Texte de lecture:
★ ★ ★

Talents à suivre
Clémentine Larroumet et Antoine Ricardou ont créé un studio de design graphique il y a douze ans. Des profils atypiques, auteurs de créations chics et singulières.

C'est l'histoire d'un architecte qui voulait faire du graphisme. Et c'est l'histoire d'un duo d'amis qui a eu envie, un jour, de faire naître un laboratoire créatif. «En 2000, tout le monde nous disait de créer une agence Web, mais nous trouvions déjà que la marque était plus importante que le média», se rappelle Antoine Ricardou, cofondateur du studio Be-pôles. Il y avait aussi cette notion de plaisir à mettre au centre. «Depuis le début, tous les projets que l'on mène, nous les réalisons en premier lieu pour nous. Si ça plaît ensuite, tant mieux, mais nous faisons d'abord tout pour que les choses existent», ajoute Clémentine Larroumet venue, elle, de l'édition.

Une conviction chevillée au corps qui a donné une structure atypique, tant dans ses champs d'intervention que dans ses réalisations, de la direction artistique du No Mad Hôtel à New York à l'édition d'une collection de livres-photos «Portraits de villes» en passant par l'identité visuelle du Théâtre des Champs-Elysées.

Dernier projet en date, une création hybride entre joaillerie et écriture sortie en décembre. «Nous avons rapproché les marques Caran d'Ache et JEM pour créer une collection de crayons à papier H-5B munis d'une bague en or 18 carats destinée autant à faciliter le dessin qu'à être portée en bijou», explique Clémentine Larroumet. Produite à 107 exemplaires, cette boîte-écrin est vendue 1 790 euros. Mais cette création haut de gamme est l'amorce d'une série «plus abordable» vendue, avec une bague en argent cette fois, pour 300 à 400 euros. Un projet entièrement développement durable, puisque JEM est précisément une marque de joaillerie éthique.

 

S'inscrire dans une histoire 

«Mettre en lumière l'histoire d'une maison», «construire une identité»... La conception graphique est abordée par le duo de Be-pôles comme un travail d'architecture. Sur la douzaine de personnes que compte l'équipe figurent d'ailleurs trois architectes DPLG  (diplômés par le gouvernement). «Beaucoup de gens pensent que l'identité visuelle doit suivre les modes mais nous, nous faisons le contraire. Un logo, même nouveau, doit s'inscrire dans une histoire, celle de la marque. Comme si vous la rénoviez architecturalement parlant. C'est une grosse responsabilité qui incombe aux graphistes», souligne Antoine Ricardou.

Un travail identitaire réalisé, par exemple, pour le Théâtre des Champs-Elysées sur son logo puis ses affiches colonne Morris: «Quand nous avons créé ce logo, tout le monde nous demandait si nous l'avions trouvé dans les archives. Cette signature peut vivre au moins trente ans et cette pérennité correspond à notre philosophie», estime Antoine Ricardou.

★ ★ ★

Données fournies:
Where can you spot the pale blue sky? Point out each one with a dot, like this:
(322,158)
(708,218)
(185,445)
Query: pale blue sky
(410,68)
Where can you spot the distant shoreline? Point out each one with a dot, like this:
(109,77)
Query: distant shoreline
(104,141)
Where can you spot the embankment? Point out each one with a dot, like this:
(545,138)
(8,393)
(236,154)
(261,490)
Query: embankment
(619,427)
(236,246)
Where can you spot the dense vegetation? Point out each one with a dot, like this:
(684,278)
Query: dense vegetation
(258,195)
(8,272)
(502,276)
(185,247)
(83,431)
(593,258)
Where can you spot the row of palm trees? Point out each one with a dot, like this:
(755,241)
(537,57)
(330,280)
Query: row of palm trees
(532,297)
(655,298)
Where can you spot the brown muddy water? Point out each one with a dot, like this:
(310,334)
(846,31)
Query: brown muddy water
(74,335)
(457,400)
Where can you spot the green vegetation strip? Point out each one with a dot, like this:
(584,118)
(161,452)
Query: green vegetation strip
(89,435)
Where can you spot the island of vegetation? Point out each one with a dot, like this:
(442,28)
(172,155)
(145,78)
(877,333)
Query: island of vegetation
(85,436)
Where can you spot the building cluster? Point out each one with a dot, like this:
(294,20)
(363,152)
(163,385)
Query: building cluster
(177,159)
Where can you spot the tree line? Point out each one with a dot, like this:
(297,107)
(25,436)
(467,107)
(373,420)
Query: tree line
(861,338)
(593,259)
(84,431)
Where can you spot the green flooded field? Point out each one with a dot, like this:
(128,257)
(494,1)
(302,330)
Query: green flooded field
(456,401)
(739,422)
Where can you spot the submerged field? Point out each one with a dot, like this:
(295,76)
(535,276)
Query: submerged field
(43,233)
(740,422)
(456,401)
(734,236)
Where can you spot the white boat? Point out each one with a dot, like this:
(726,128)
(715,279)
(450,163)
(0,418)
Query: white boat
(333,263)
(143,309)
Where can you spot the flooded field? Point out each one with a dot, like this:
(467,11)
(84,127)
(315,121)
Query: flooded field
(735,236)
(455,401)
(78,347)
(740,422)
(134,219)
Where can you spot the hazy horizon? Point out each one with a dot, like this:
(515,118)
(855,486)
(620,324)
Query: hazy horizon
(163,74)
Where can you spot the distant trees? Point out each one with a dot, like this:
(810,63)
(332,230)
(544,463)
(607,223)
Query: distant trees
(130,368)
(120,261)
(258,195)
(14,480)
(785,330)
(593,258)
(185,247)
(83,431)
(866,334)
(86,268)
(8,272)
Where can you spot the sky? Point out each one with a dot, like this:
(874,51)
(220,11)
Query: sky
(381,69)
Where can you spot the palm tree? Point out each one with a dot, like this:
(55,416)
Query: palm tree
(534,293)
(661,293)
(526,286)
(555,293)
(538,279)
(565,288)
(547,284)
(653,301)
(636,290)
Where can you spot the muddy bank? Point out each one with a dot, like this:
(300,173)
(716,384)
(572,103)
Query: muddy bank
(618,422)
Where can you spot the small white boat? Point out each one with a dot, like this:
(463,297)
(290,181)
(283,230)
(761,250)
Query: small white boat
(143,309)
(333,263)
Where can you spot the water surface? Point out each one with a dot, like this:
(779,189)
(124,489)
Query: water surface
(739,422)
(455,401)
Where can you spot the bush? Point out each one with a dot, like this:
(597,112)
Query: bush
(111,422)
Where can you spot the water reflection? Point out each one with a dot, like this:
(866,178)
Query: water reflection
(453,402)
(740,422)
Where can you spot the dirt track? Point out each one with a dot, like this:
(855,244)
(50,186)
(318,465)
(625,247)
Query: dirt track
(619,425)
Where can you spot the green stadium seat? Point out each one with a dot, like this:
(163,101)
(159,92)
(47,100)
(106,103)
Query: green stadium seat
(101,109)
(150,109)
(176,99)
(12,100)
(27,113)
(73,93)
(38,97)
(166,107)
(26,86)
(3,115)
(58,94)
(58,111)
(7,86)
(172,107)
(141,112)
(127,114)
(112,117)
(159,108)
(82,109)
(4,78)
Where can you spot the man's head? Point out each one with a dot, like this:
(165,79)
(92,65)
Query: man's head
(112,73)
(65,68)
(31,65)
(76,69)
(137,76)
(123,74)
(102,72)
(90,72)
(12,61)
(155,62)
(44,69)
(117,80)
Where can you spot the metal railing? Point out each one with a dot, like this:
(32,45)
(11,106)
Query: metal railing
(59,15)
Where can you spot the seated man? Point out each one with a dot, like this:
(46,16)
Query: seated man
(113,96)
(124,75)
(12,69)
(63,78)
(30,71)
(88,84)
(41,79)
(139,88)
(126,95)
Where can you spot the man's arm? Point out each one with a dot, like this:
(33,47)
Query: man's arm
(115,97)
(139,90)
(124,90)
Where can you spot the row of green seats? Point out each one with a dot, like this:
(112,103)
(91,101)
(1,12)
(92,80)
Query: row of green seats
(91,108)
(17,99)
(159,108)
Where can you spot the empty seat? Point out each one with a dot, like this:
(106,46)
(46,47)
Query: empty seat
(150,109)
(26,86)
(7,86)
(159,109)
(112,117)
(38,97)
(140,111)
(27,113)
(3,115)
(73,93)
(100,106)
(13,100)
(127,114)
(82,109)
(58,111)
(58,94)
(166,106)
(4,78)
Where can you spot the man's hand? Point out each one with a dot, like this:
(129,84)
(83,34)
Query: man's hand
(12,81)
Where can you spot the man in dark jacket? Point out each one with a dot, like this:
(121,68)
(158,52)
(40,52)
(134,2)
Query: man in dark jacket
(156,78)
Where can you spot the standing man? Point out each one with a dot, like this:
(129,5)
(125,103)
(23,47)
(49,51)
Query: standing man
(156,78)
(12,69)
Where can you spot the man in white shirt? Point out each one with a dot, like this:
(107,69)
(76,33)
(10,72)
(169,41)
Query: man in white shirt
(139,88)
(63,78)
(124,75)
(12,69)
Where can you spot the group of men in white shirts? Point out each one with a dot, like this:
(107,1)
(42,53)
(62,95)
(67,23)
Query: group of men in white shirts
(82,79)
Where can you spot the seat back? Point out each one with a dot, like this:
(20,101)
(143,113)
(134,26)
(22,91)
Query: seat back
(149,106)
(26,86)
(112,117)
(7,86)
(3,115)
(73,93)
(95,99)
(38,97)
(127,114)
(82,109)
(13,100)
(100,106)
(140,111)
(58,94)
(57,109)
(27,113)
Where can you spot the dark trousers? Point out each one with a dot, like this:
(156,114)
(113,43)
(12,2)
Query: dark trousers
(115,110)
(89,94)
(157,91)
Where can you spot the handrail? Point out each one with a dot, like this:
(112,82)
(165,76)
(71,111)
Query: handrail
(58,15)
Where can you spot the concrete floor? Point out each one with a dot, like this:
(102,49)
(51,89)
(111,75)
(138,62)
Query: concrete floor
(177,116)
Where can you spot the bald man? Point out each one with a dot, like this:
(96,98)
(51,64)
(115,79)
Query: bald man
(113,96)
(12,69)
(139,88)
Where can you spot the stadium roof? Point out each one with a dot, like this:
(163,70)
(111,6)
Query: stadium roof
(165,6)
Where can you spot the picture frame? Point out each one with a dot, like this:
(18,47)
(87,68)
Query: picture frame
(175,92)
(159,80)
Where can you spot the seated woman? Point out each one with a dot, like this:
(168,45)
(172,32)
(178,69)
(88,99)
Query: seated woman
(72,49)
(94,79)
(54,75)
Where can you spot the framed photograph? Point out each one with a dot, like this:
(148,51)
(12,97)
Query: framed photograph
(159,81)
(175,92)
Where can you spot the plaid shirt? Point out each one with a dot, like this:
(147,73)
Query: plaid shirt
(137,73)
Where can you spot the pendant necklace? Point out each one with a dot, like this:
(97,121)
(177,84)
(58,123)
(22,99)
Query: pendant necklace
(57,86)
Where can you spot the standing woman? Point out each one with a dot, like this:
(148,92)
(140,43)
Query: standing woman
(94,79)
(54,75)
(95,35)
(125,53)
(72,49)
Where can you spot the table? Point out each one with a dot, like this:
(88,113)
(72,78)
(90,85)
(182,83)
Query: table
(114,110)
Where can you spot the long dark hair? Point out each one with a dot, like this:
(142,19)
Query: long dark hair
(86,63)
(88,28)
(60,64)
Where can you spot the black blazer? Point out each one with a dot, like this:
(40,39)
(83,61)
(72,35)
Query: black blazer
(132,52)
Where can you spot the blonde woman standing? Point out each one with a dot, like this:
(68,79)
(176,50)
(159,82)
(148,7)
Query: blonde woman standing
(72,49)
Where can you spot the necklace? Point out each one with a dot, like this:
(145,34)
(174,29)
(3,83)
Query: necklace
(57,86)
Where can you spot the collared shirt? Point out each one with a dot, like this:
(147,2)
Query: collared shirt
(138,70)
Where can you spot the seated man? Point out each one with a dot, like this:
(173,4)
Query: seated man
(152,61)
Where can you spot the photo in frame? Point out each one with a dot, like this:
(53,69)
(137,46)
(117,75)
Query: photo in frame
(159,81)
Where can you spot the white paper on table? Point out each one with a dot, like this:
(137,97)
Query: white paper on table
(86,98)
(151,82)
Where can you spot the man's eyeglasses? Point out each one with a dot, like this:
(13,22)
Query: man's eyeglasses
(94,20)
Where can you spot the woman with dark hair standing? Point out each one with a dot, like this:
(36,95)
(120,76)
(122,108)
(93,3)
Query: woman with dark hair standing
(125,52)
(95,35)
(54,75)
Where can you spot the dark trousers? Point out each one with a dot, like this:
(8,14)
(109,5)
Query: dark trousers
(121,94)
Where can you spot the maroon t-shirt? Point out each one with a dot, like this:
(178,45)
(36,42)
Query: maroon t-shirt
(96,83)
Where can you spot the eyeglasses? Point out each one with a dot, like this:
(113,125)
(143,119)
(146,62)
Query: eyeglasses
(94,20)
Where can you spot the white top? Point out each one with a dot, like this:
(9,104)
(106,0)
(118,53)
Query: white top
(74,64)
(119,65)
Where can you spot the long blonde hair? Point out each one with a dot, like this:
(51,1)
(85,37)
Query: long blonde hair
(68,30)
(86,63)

★ ★ ★

Liste des tâches:
a. Recopiez mot pour mot le passage du texte sur le studio Be-pôles qui va de « Une conviction chevillée » à « Théâtre des Champs-Elysées. ».
b. D'après le texte sur le studio Be-pôles, à combien d'exemplaires la boîte-écrin de crayons a-t-elle été produite ?
Les entrées n'ont aucun rapport avec le texte sur le studio Be-pôles.

Réponses par tâche:
a.
Une conviction chevillée au corps qui a donné une structure atypique, tant dans ses champs d'intervention que dans ses réalisations, de la direction artistique du No Mad Hôtel à New York à l'édition d'une collection de livres-photos «Portraits de villes» en passant par l'identité visuelle du Théâtre des Champs-Elysées.

b. À 107 exemplaires.